In the Philippines, the private sector has been a major provider of educational services, accounting for about 7.5% of primary enrolment, 32% of secondary enrolment and about 80% of tertiary enrolment. Government regulations have given private education more flexibility and autonomy in recent years, notably by lifting the moratorium on applications for new courses, new schools and conversions, by liberalizing tuition fee policy for private schools, by replacing values education for third and fourth years with English, mathematics and natural science at the option of the school, and by issuing the revised Manual of Regulations for Private Schools in August 1992.

The Education Service Contracting scheme of the government provides financial assistance for tuition and other school fees of students turned away from public high schools because of enrolment overflows. The Tuition Fee Supplement is geared to students enrolled in priority courses in post-secondary and non-degree programmes, including vocational and technical courses. The Private Education Student Financial Assistance is made available to underprivileged, but deserving high school graduates, who wish to pursue college/technical education in private colleges and universities.

In the school year 2001/02, there were 4,529 private elementary schools (out of a total of 40,763) and 3,261 private secondary schools (out of a total of 7,683). In 2002/03, there were 1,297 private higher education institutions (out of a total of 1,470).

Portugal

In Portugal, private schools were traditionally set up by foreign expatriates and diplomats in order to cater for their educational needs. Portuguese-speaking private schools are widespread across Portugal's main cities. International private schools are mainly concentrated in and around Lisbon, Porto, Braga, Coimbra and Covilhã, across the Portuguese region of Algarve, and in the autonomous region of Madeira. The Ministério da Educação acts as the supervisory and regulatory body for all schools, including international schools.

Singapore

In Singapore, after Primary School Leaving Examination (PSLE), students can choose to enter a private high school. ("Private Schools." Private Schools in Singapore | Private Education, www.actualyse.com/prv/private-schools.aspx?c=SG&alang=en.)

South Africa 

Some of the oldest schools in South Africa are private church schools that were established by missionaries in the early nineteenth century. The private sector has grown ever since. After the abolition of apartheid, the laws governing private education in South Africa changed significantly. The South African Schools Act of 1996 recognizes two categories of schools: "public" (state-controlled) and "independent" (which includes traditional private schools and schools which are privately governed).

== == ==

* **WHAT IS NEEDED**: Write the next part of the passage on private schooling around the world, starting after its last sentence about the South African Schools Act of 1996. The entries play no part in this.

== == ==

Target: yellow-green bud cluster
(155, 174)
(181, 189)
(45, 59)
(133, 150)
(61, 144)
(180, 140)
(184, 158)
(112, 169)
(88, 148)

== == ==

* **RESPONSE TO THE EXERCISE**:
In the final years of the apartheid era, parents at white government schools were given the option to convert to a "semi-private" form called Model C, and many of these schools changed their admissions policies to accept children classified to be of other races. Following the end of apartheid government, the legal form of "Model C" was abolished, however, the term continues to be used to describe government schools formerly reserved for white children. These schools tend to produce better academic results than government schools formerly reserved for other "race groups".  Former "Model C" schools are state-controlled, not private.  All schools in South Africa (including both independent and public schools) have the right to set compulsory school fees, and formerly model C schools tend to set much higher school fees than other public schools.

Sweden

In Sweden, pupils are free to choose a private school and the private school gets paid the same amount as municipal schools. Over 10% of Swedish pupils were enrolled in private schools in 2008. Sweden is internationally known for this innovative school voucher model that provides Swedish pupils with the opportunity to choose the school they prefer. For instance, the biggest school chain, Kunskapsskolan ("The Knowledge School"), offers 30 schools and a web-based environment, has 700 employees and teaches nearly 10,000 pupils.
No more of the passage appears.